* [Directions] Can you reproduce the entries from the line holding "Task: indicate the dirt path." through the last line of the entries, inclusive, keeping every line but shifting each coordinate up by 114?

===== Data for this task =====

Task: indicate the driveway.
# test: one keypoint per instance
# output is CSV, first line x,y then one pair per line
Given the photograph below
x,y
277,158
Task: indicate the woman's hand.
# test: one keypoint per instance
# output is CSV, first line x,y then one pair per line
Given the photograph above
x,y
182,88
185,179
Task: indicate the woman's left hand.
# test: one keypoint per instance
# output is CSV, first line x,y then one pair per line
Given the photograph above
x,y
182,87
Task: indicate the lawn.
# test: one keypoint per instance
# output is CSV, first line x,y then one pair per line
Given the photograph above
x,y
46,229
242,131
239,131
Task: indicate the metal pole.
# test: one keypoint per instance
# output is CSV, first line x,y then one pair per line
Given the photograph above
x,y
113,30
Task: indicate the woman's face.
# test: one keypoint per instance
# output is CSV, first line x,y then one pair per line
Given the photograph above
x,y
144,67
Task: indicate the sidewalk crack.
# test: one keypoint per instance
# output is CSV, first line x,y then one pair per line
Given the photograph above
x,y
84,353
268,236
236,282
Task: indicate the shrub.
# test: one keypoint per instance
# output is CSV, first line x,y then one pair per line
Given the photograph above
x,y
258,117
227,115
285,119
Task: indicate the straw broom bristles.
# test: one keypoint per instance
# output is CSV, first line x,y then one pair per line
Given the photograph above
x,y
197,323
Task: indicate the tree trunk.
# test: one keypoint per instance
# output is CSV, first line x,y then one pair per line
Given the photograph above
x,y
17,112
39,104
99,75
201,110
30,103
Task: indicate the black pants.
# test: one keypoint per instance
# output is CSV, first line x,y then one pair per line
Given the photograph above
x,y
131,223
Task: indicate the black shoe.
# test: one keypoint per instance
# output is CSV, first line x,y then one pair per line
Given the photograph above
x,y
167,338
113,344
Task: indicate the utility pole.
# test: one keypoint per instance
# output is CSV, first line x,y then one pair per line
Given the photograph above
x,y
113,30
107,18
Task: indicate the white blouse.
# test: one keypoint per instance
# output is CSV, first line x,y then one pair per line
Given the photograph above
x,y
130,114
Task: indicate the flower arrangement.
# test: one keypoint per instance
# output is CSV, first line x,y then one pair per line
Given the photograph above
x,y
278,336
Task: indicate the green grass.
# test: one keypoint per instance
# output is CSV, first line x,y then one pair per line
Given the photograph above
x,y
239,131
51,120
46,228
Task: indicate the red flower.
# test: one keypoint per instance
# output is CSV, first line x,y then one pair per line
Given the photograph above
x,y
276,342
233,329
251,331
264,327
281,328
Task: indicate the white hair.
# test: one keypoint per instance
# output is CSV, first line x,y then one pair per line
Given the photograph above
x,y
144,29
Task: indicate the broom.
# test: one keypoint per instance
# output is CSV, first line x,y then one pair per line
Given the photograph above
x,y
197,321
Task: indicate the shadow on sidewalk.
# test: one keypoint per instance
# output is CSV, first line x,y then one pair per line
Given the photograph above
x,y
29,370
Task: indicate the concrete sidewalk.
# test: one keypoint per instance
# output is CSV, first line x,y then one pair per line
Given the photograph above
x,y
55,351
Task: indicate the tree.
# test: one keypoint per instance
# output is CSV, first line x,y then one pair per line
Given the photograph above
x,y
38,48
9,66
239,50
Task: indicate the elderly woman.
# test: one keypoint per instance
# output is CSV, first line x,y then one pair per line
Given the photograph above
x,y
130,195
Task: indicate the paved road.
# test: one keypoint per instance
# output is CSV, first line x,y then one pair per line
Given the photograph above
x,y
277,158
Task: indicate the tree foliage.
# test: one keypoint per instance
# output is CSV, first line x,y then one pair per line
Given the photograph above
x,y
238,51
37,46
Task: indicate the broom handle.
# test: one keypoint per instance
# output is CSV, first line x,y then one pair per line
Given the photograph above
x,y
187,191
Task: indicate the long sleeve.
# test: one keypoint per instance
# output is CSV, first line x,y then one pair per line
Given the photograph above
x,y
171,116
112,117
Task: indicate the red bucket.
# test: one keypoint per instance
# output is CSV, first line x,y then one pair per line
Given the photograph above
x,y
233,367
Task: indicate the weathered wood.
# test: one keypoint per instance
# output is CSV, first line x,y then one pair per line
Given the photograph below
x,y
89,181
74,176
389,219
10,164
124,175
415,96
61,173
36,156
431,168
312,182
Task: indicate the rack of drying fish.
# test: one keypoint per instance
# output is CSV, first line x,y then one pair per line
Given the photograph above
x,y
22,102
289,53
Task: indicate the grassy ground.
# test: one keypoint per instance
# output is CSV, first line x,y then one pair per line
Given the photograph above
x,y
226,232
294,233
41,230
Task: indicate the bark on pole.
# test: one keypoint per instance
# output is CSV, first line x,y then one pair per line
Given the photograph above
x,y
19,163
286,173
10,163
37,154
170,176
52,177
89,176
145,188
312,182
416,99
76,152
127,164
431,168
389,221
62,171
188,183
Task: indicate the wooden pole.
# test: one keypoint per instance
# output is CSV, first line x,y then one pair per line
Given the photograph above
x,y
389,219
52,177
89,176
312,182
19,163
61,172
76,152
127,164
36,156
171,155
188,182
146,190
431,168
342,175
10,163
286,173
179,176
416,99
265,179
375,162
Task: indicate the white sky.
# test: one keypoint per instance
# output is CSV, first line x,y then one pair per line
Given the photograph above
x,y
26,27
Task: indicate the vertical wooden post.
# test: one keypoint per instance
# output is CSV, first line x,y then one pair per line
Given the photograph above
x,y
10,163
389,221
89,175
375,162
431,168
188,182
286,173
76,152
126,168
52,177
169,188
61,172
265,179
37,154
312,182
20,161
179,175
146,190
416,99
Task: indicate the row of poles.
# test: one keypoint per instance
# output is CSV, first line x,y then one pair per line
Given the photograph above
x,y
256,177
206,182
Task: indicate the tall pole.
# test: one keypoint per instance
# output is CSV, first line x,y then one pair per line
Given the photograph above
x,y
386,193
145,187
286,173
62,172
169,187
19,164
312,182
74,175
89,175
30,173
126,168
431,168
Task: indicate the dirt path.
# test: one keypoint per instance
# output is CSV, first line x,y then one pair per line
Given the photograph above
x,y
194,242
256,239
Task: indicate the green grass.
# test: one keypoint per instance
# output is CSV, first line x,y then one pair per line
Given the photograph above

=====

* [Result of this task]
Task: indicate the dirt path.
# test: one keypoint per instance
# output is CSV, first line x,y then one pair per line
Given the photograph above
x,y
308,356
370,353
Task: indicate the green grass.
# test: one keypoint per instance
# output is CSV, first line x,y then one pair per line
Given the photograph above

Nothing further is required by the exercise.